++++ Gegevens voor oefening

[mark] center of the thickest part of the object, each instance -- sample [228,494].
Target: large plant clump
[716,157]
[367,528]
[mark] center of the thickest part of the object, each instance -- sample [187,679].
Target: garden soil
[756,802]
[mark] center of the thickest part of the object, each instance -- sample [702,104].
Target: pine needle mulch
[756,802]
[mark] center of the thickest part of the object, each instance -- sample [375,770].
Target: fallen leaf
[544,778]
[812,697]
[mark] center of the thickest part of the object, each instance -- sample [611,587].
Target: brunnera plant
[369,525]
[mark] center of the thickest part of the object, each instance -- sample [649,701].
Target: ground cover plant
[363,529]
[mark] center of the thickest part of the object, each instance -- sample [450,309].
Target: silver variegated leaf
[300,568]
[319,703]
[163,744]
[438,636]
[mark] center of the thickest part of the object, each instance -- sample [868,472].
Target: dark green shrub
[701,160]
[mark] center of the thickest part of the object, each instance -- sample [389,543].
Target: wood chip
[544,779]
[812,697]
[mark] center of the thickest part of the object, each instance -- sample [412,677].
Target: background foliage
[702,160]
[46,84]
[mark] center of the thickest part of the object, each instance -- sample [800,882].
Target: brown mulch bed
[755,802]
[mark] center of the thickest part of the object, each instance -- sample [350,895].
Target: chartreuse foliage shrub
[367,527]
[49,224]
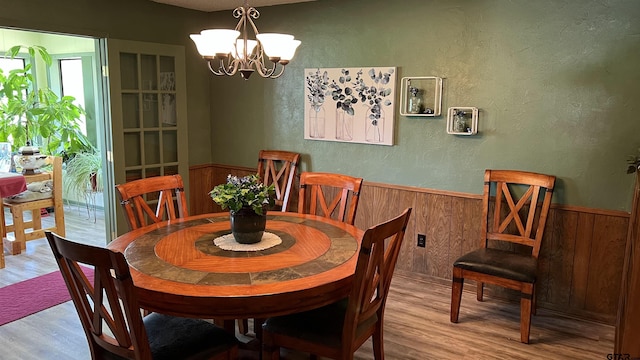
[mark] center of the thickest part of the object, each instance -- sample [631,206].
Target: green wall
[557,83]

++++++++
++++ Gegevens voor oefening

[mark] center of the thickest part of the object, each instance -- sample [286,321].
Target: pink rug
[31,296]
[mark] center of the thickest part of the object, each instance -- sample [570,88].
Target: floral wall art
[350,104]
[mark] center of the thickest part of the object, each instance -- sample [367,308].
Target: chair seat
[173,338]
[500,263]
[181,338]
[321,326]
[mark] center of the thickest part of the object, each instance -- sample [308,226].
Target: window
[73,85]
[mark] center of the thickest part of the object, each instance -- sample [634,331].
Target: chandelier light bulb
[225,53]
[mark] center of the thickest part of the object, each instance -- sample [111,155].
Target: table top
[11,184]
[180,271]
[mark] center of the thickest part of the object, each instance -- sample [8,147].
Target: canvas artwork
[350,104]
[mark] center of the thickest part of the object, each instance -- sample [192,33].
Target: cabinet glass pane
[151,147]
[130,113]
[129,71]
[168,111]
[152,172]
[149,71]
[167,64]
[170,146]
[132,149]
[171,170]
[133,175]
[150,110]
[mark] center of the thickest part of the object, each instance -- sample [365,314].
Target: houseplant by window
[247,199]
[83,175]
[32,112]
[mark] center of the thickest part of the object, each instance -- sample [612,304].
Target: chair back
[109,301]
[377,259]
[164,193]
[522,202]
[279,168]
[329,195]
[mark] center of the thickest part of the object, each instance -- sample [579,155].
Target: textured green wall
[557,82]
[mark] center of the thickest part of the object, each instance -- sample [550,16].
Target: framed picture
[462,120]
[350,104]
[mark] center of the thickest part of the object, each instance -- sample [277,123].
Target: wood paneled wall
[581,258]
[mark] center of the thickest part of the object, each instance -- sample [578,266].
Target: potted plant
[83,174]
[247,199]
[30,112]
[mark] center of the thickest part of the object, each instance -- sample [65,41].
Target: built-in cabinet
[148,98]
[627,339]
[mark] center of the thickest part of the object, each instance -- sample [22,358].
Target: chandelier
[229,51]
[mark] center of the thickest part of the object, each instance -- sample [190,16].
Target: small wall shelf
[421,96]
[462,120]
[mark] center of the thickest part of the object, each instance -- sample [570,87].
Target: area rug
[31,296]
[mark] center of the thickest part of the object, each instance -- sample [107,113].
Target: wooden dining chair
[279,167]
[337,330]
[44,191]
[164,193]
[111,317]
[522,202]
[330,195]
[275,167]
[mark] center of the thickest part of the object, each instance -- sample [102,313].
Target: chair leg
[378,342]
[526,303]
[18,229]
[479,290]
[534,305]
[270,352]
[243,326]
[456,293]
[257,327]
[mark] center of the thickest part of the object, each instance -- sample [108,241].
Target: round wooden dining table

++++++++

Korte oefening: Geef de regels uit de records letterlijk terug. Begin bij de regel met "-- sample [102,313]." en stop na de regel met "Target: round wooden dining table".

Volledige uitwerking:
[mark] center of the thickest part of the object, each instance -- sample [102,313].
Target: chair leg
[378,342]
[526,303]
[18,229]
[479,290]
[534,305]
[270,352]
[243,326]
[456,293]
[257,327]
[mark] center of the thickest part of the object, each instance -- sample [108,241].
Target: round wooden dining table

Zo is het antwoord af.